Making Everest Safe Makes it Unsafe.

A couple of days ago I published a Bloomberg View column on ways to reduce deaths – and crowds – on Mount Everest. The two are closely related: too many people on the summit means that climbers are spending too much time in a dangerous, low oxygen environment. Why the crowds? Nepal’s government earns needed fees from climbers, and guides – primarily located out of Nepal – offer high-end, all-inclusive trips to the summit that oftentimes attract unfit climbers.

In any case, a day after the piece ran I received an email from a Dr. Christopher Pizzo who summited Everest in 1981 as part of a medical research mission. I found his points compelling, and so – with his permission – I’m reprinting the email below. So do have a look at my column, and then turn to Dr. Pizzo’s very illuminating thoughts.

I just read your article about overcrowding on Everest.  You make a number of valid points but I think you missed a very important one.
First, a little background about my qualifications to comment:  I summited Everest in 1981 as a member of a medical research expedition.  Back then the Nepalese allowed just one expedition per season on their side of the mountain (and the Chinese side was closed).  We sahib’s, not sherpas, established the route thru the icefall, fixing all the ropes and ladders.  We sahibs, not sherpas, fixed rope up the headwall to our camp 5 (we climbed the Polish pillar route, to the NW [left] of the standard south col route).  We did employ sherpas as porters as we had 2 tons of scientific gear to move thru the icefall to our main lab camp at 21,500 ft in the western cwm.  But we sahibs did all the lead climbing and route finding.  That’s what mountaineering was all about in those days.  In the next few years I climbed 2 additional 8000m peaks, one with no sherpa support and one with 4 sherpas employed only as porters.
Anyway, to my point on overcrowding:  When you are sharing a route with hundreds of other climbers/sherpas there’s a false sense of security which leads many to take risks like ascending too rapidly while ignoring the early signs of mountain sickness, thinking that if you get into trouble there are scores of other stronger more experienced climbers (and oxygen cylinders) around to bail you out.  I first encountered this aspect of overcrowding on Denali in 1985.  A group of us high altitude researchers had set up a lab, complete with a large heated wood-floored tent at the 14,000 ft camp on the standard west buttress route.  We encountered a staggering number of pulmonary edema, cerebral edema, and frostbite cases during the month of May when we had unusually persistent winter-like conditions with temps of -50 F.  You see, we were both part of the problem and part of the solution.  Yes we saved lives.  But the reason so many ascended too quickly in horrible conditions is because they knew we docs (and bottled oxygen) were up there to bail them out.  Now the park service has a physician staffed “clinic” at the 14,000 ft camp during the May-June climbing season every year.
Similarly, Everest base camp has a virtual hospital and another “clinic” in the western cwm.  No one goes thru the icefall until sherpas (the “icefall doctors”) fix the route.  Sherpas also fix rope to the south col.  And now I see that no one gets to make a summit attempt until sherpas fix rope on the Hillary Step just below the summit.  It’s become a Disneyland ride.  Yes, let’s make it as easy as possible to get as many people to the summit as possible because it’s all about the money.
The art of mountaineering is minimizing risk in an adverse environment.  That art is lost when you share the route with hundreds of other climbers because there is a false perception of substantially reduced risk.
It will never happen because there’s too much money at stake but IMO, Nepal should close the mountain to mountaineering for a decade to give it a chance to heal.

....................

Rewrite the Everest text from "Similarly, Everest base" up to and including "chance to heal.", substituting "theme park attraction" for "Disneyland ride". Work only from the Everest text.

[Data under study]:
....................

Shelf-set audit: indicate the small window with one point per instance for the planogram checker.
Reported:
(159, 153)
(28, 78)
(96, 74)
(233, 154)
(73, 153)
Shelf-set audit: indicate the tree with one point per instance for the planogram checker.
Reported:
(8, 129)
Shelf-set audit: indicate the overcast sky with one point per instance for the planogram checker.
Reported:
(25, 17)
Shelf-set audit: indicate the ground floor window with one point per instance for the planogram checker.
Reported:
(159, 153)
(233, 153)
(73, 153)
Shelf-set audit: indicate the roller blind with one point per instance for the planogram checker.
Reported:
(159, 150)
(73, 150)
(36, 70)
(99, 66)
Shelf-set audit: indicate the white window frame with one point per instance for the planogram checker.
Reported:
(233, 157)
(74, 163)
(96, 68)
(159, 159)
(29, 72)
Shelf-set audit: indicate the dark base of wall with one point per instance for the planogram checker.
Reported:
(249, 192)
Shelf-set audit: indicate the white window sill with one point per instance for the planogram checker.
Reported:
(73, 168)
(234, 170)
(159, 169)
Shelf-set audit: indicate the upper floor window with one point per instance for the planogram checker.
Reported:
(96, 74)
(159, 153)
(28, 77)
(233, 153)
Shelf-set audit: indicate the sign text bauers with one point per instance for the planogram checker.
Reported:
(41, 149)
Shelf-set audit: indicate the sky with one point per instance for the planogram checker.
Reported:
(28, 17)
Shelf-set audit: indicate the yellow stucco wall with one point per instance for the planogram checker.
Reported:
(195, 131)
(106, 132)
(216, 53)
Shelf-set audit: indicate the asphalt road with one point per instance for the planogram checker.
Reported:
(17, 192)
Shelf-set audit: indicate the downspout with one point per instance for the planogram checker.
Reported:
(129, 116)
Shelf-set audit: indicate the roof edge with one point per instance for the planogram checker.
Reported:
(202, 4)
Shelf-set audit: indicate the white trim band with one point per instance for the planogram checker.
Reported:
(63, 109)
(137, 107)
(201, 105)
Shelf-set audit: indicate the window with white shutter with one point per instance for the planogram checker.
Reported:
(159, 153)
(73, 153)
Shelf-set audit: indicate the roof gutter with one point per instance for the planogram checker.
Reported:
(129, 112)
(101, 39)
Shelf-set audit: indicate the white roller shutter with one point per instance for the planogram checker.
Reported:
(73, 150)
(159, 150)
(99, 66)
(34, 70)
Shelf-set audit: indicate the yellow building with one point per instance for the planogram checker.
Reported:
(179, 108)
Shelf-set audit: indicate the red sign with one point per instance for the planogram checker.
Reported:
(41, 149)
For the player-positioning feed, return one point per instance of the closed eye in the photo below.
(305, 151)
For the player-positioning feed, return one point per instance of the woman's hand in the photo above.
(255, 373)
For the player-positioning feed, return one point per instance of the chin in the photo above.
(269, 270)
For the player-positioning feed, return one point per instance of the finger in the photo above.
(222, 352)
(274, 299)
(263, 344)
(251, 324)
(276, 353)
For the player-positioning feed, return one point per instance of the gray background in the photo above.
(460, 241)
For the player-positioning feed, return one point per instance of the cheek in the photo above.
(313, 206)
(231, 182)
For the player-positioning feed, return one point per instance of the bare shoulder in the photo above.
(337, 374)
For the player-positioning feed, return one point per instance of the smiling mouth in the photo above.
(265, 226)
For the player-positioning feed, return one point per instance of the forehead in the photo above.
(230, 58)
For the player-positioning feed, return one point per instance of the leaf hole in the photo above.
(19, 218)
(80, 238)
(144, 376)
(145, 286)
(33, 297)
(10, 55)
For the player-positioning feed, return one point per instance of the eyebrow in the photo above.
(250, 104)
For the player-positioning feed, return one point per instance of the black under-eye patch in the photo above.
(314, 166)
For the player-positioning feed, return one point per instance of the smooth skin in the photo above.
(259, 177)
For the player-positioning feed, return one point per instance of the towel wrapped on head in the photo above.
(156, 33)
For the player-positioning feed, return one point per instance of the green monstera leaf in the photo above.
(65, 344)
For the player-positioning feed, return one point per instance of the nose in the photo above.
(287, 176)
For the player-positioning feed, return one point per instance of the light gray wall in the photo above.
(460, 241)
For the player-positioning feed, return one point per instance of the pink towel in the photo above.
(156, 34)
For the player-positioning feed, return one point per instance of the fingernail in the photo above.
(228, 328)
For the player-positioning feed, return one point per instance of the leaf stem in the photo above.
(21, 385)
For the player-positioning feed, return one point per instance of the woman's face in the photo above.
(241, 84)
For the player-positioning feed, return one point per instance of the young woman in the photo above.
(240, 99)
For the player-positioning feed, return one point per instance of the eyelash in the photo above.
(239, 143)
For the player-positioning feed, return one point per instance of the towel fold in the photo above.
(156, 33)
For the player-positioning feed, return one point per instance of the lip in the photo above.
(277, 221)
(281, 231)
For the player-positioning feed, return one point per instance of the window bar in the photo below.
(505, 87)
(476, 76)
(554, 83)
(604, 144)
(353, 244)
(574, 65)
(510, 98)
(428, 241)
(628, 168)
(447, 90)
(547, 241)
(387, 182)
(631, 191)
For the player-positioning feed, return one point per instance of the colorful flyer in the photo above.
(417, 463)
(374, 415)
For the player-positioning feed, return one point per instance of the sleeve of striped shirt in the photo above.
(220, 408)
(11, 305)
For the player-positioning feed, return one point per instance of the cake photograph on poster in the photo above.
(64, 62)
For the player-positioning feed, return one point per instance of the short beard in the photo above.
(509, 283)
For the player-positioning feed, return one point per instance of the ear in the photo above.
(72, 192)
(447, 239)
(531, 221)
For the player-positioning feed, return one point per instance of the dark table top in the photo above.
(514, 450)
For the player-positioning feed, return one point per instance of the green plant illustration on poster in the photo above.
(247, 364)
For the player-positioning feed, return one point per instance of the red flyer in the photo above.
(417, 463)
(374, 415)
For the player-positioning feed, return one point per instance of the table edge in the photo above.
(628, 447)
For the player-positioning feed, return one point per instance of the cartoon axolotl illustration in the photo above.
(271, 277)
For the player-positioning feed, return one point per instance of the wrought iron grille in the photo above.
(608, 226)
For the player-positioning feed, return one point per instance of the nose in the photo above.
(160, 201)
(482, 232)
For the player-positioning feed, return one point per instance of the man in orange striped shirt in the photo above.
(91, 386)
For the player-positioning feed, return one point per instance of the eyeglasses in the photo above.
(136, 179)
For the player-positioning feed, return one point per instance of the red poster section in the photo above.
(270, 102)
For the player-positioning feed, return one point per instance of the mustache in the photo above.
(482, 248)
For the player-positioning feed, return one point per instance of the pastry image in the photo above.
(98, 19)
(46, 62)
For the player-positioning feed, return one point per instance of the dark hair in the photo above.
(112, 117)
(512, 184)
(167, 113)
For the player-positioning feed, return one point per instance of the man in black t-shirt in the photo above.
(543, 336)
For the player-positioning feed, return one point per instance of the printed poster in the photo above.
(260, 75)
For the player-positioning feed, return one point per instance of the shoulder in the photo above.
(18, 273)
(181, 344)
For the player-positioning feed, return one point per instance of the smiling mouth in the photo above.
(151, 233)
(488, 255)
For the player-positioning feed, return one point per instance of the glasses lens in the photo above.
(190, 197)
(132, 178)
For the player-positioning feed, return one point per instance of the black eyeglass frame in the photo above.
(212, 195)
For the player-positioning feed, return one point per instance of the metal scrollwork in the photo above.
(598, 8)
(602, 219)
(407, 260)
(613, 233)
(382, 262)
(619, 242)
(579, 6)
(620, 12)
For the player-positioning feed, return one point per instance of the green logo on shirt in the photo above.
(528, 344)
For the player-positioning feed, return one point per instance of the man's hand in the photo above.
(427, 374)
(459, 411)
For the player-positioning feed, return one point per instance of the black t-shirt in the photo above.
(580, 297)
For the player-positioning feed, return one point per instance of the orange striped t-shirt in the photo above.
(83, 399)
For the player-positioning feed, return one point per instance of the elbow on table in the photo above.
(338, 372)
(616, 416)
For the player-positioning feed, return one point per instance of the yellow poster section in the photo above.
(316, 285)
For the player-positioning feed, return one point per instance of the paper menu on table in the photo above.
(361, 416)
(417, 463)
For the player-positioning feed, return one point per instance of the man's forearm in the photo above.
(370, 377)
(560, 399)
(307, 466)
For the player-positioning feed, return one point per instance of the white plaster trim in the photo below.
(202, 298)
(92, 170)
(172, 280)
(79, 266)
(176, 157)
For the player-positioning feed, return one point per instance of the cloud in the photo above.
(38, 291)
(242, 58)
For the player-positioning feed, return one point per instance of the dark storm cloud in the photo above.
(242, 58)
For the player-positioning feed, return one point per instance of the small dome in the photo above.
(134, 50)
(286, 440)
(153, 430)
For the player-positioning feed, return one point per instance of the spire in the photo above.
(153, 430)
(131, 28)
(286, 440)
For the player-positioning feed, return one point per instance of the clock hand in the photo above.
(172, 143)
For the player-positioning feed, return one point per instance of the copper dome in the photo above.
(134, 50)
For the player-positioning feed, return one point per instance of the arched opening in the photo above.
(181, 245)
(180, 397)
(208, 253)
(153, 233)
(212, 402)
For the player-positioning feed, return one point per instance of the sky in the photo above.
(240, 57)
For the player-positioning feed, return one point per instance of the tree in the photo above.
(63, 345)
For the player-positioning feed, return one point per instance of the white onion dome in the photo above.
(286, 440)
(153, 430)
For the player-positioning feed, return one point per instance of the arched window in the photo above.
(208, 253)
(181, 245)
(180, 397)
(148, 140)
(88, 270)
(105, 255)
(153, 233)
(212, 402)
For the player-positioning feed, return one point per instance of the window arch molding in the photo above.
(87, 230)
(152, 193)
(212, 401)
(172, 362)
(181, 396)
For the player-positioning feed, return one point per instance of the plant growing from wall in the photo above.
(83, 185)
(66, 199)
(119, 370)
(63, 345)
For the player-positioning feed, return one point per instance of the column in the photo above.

....................

[Written answer]:
Similarly, Everest base camp has a virtual hospital and another “clinic” in the western cwm.  No one goes thru the icefall until sherpas (the “icefall doctors”) fix the route.  Sherpas also fix rope to the south col.  And now I see that no one gets to make a summit attempt until sherpas fix rope on the Hillary Step just below the summit.  It’s become a theme park attraction.  Yes, let’s make it as easy as possible to get as many people to the summit as possible because it’s all about the money.
The art of mountaineering is minimizing risk in an adverse environment.  That art is lost when you share the route with hundreds of other climbers because there is a false perception of substantially reduced risk.
It will never happen because there’s too much money at stake but IMO, Nepal should close the mountain to mountaineering for a decade to give it a chance to heal.